• _Set problem_:
Output every entry exactly as written, but omit the pictures.

Dataset rows:
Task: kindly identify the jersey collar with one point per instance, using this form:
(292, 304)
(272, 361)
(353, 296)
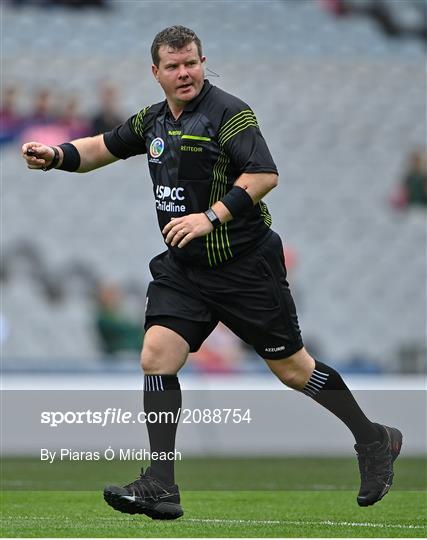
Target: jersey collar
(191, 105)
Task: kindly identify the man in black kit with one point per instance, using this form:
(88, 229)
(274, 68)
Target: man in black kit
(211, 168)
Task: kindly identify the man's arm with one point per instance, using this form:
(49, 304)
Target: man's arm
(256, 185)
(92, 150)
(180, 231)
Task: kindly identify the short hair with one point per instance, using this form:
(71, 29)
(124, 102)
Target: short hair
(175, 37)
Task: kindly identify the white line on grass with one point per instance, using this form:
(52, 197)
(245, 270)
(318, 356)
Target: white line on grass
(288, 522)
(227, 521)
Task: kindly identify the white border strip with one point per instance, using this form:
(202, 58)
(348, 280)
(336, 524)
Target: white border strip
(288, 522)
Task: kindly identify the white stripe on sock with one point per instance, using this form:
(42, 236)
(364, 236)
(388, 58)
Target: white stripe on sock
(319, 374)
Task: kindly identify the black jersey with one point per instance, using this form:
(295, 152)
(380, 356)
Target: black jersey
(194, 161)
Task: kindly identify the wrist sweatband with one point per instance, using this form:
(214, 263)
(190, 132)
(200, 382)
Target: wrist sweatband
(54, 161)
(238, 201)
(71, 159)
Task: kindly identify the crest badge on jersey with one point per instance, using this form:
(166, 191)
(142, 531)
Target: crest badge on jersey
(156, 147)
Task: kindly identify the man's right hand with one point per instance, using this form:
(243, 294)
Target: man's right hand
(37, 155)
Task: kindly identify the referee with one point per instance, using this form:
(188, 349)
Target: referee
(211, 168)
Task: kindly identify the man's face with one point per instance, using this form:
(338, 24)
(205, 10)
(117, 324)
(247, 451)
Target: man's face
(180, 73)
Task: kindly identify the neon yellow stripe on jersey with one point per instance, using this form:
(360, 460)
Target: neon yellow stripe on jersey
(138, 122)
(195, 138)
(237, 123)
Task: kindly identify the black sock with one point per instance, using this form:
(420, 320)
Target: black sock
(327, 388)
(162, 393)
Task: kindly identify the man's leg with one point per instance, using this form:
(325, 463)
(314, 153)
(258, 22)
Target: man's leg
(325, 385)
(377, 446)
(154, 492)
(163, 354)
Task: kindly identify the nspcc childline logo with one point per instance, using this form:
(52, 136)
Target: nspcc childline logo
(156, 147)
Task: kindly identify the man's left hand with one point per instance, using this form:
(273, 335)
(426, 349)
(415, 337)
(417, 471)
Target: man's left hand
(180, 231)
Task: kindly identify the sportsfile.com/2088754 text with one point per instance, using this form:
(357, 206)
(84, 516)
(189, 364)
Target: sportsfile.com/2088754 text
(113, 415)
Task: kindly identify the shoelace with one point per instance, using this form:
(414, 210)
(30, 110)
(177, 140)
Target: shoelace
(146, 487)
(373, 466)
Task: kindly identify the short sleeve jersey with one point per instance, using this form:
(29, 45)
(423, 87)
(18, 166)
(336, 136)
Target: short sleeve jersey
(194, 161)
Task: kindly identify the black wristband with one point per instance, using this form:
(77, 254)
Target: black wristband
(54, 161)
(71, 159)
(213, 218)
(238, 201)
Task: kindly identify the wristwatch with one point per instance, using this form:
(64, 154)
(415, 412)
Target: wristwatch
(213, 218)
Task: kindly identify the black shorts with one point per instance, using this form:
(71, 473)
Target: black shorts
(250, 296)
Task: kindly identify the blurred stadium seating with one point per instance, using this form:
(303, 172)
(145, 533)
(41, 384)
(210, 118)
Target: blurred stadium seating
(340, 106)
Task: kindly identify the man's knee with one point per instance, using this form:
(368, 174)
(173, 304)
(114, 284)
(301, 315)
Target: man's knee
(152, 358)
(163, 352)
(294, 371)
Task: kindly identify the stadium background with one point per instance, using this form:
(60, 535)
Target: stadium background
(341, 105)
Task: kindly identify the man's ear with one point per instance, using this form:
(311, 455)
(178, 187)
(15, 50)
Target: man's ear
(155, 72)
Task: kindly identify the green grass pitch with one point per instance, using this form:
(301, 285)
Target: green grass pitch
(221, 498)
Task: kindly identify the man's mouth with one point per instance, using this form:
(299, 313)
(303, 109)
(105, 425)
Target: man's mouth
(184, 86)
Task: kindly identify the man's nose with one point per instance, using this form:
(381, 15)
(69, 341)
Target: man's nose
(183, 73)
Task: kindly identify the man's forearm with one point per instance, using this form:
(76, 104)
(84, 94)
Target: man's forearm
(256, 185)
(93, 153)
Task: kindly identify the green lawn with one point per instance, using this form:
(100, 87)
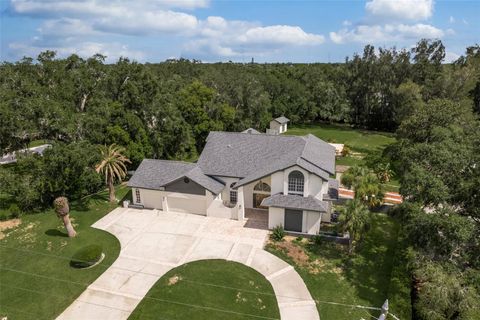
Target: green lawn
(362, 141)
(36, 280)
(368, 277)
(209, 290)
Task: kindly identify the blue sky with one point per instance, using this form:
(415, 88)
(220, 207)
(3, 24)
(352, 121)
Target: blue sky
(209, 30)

• _Full answer_:
Task: kindly identify the jersey collar with one point per instance, using this form:
(292, 304)
(272, 361)
(353, 296)
Target: jersey collar
(191, 105)
Task: kindly identify the man in black kit with one point per instance, using this form:
(88, 229)
(274, 68)
Target: man in black kit
(211, 168)
Task: kindly identify the man's arm with one point per instance, using this form:
(49, 304)
Target: man's arm
(256, 185)
(92, 150)
(180, 231)
Task: kindly identify the short hair with one point per instance, using this form:
(71, 29)
(124, 102)
Target: short hair
(175, 37)
Task: kindly identify the white line on grass with one point per instance, using this form:
(52, 197)
(245, 270)
(318, 356)
Target: white line on grass
(288, 522)
(227, 521)
Task: kindly identify the white border strip with one point per instance, using this form:
(202, 58)
(348, 280)
(336, 524)
Target: white border strip
(288, 522)
Task: kindly identify the white stripe on sock with one point per instance, using this form:
(42, 236)
(364, 236)
(388, 58)
Target: white stripe on sock
(319, 374)
Task: kindly identify the black jersey with one point per instance, using this form:
(295, 152)
(380, 356)
Target: black jersey
(194, 161)
Task: kindly identify the wrist sweatband with one point per instance, using this form:
(214, 263)
(190, 132)
(200, 382)
Target: wrist sweatband
(54, 161)
(238, 201)
(71, 159)
Task: kindly identify the crest badge on jersey with one point per instance, using this form:
(166, 191)
(142, 531)
Target: crest badge on jersey
(156, 147)
Task: kindly identify the man's right hand with one point per instance, using this form:
(243, 294)
Target: man's right hand
(37, 155)
Task: kindly identify the referee with one point per instance, using this form:
(188, 349)
Target: referee
(211, 168)
Task: kindly identify the man's face with one point per instance, using this form:
(338, 24)
(205, 10)
(117, 324)
(247, 451)
Target: man's face
(180, 73)
Task: kindly identify the neon yellow stripe on jersey with one point per instance, using this form:
(360, 460)
Target: neon yellow stripe on jersey
(138, 122)
(195, 138)
(237, 123)
Task: kindly identify the black sock with one point per instance, using this form:
(420, 320)
Target: black sock
(327, 388)
(162, 393)
Task: kindly identify the man's leg with one point per instance, using this form:
(325, 463)
(314, 153)
(258, 22)
Target: man's leg
(325, 385)
(377, 446)
(154, 492)
(163, 354)
Task: kindly identify the nspcc childline logo with one point per instance, using this form:
(52, 136)
Target: nspcc childline logo
(156, 147)
Task: kindly identify the man's left hand with one point per instance, using this form:
(273, 335)
(426, 349)
(415, 337)
(417, 471)
Target: man's left hand
(180, 231)
Task: kindly identify the sportsfile.com/2088754 text with one point per instance, using this form:
(357, 206)
(84, 516)
(189, 364)
Target: sportsfile.com/2088754 text
(113, 415)
Task: kindly identify the shoelace with one point per instance, using this form:
(414, 210)
(30, 110)
(177, 140)
Target: shoelace
(146, 487)
(373, 466)
Task: kindly identify the short sleeve jersey with one point per instance, using this form:
(29, 45)
(423, 87)
(18, 166)
(336, 136)
Target: short sleeve jersey
(194, 161)
Task: kindly identify the black wristband with one point per instance, using this form:
(77, 254)
Target: black wristband
(54, 161)
(71, 159)
(213, 218)
(238, 201)
Task: kindly identify the wristwatch with one point per instance, using this form:
(64, 154)
(415, 412)
Target: wristwatch
(213, 218)
Task: kindly identify the black shorts with one point per instance, using this form:
(71, 473)
Target: black shorts
(250, 296)
Task: kindly identify the blurred stadium seating with one point per instance, using this form:
(303, 172)
(145, 533)
(41, 384)
(210, 118)
Target: blurred stadium seating
(340, 106)
Task: kindly identify the man's knee with one point per instance, using this form:
(368, 174)
(173, 304)
(114, 284)
(301, 315)
Target: man's knee
(152, 358)
(163, 352)
(294, 371)
Task: kindly identify the stadium background with one point per instance, using this form:
(60, 535)
Target: stadium background
(341, 105)
Task: kindly identify the man's ear with one point per instance, using this form:
(311, 455)
(178, 187)
(15, 50)
Target: man's ear
(155, 72)
Task: kindly identify the green grass pitch with one point per instance, using this form:
(301, 285)
Target: green grass pitch
(221, 498)
Task: kindly identify the man's mouth with one point per instance, using this form:
(299, 313)
(303, 109)
(105, 425)
Target: man's mouth
(184, 86)
Task: kindly identify the man's nose with one point per instance, using this form:
(381, 15)
(69, 341)
Target: man's nose
(183, 73)
Task: kindly identify the man's forearm with one point per instance, using this form:
(76, 104)
(84, 94)
Target: man's forearm
(256, 185)
(93, 153)
Task: kindly identify the green lawn with one point per instance, using this form:
(100, 87)
Target: green lawn
(362, 141)
(36, 280)
(368, 277)
(209, 290)
Task: kindly identify the blue sky with one point per instance, using this form:
(415, 88)
(220, 207)
(3, 24)
(352, 121)
Target: blue sky
(209, 30)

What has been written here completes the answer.